### Problem:
Repeat the account of the coffee meeting after the hospital stay word for word, from "I waited three" to "funeral is done.".

### Document segment:
========

I waited three months after I was discharged from the hospital for suicidal depression to make contact with the professional world again. I wanted to be sure I didn’t “crack,” like I had done in a group therapy session. A publishing conference seemed like an ideal, safe place to meet. A crowded room of book editors would certainly prevent any emotional outbursts on my part. So I reached out to colleague who had been feeding me assignments pre-nervous breakdown and invited her for a cup of coffee.

“How are you?” she asked me.

I stood there frozen, trying my best to mimic the natural smile I had practiced in front of the bathroom mirror that would accompany the words, “Fine! Thank you. How are you?”

Instead I burst into tears. Not a cute little whimper. A loud and ugly bawling — pig snorts included — the kind of sobbing widows do behind closed doors when the funeral is done.

“There’s the beginning and the end,” I thought. “Time to pay the parking bill.”

========

### Excerpted data:
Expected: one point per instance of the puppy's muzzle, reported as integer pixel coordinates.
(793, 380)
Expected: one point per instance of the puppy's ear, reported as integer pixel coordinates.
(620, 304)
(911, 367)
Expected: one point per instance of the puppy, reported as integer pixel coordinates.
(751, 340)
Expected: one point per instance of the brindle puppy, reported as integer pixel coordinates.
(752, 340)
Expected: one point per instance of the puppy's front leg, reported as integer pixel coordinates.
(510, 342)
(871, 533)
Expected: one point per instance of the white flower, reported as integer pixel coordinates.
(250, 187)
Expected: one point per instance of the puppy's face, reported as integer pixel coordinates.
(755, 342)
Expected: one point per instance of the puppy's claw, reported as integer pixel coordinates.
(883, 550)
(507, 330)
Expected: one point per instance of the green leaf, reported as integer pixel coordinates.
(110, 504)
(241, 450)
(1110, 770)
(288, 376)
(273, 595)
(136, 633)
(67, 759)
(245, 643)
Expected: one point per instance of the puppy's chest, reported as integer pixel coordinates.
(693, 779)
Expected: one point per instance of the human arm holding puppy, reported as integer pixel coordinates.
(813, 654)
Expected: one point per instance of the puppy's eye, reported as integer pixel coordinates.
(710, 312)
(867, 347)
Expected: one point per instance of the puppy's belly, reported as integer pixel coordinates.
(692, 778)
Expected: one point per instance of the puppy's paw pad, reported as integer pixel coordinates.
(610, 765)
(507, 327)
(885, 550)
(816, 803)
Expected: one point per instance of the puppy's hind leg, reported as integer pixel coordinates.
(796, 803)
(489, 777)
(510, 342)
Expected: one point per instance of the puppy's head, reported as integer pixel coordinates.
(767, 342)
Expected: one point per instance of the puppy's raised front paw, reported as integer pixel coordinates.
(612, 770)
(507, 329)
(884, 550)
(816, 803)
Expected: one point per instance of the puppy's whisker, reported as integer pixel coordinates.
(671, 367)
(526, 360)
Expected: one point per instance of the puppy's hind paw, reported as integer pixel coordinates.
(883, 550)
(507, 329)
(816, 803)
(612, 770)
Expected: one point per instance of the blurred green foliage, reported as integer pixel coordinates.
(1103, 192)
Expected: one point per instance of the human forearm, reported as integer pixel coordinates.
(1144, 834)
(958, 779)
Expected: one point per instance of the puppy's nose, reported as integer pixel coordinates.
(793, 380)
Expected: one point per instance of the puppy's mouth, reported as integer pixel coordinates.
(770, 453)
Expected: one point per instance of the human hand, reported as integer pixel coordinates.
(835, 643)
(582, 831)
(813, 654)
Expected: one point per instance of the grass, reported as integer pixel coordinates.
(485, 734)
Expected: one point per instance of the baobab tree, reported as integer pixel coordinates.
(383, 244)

========

### Output of the task:
I waited three months after I was discharged from the hospital for suicidal depression to make contact with the professional world again. I wanted to be sure I didn’t “crack,” like I had done in a group therapy session. A publishing conference seemed like an ideal, safe place to meet. A crowded room of book editors would certainly prevent any emotional outbursts on my part. So I reached out to colleague who had been feeding me assignments pre-nervous breakdown and invited her for a cup of coffee.

“How are you?” she asked me.

I stood there frozen, trying my best to mimic the natural smile I had practiced in front of the bathroom mirror that would accompany the words, “Fine! Thank you. How are you?”

Instead I burst into tears. Not a cute little whimper. A loud and ugly bawling — pig snorts included — the kind of sobbing widows do behind closed doors when the funeral is done.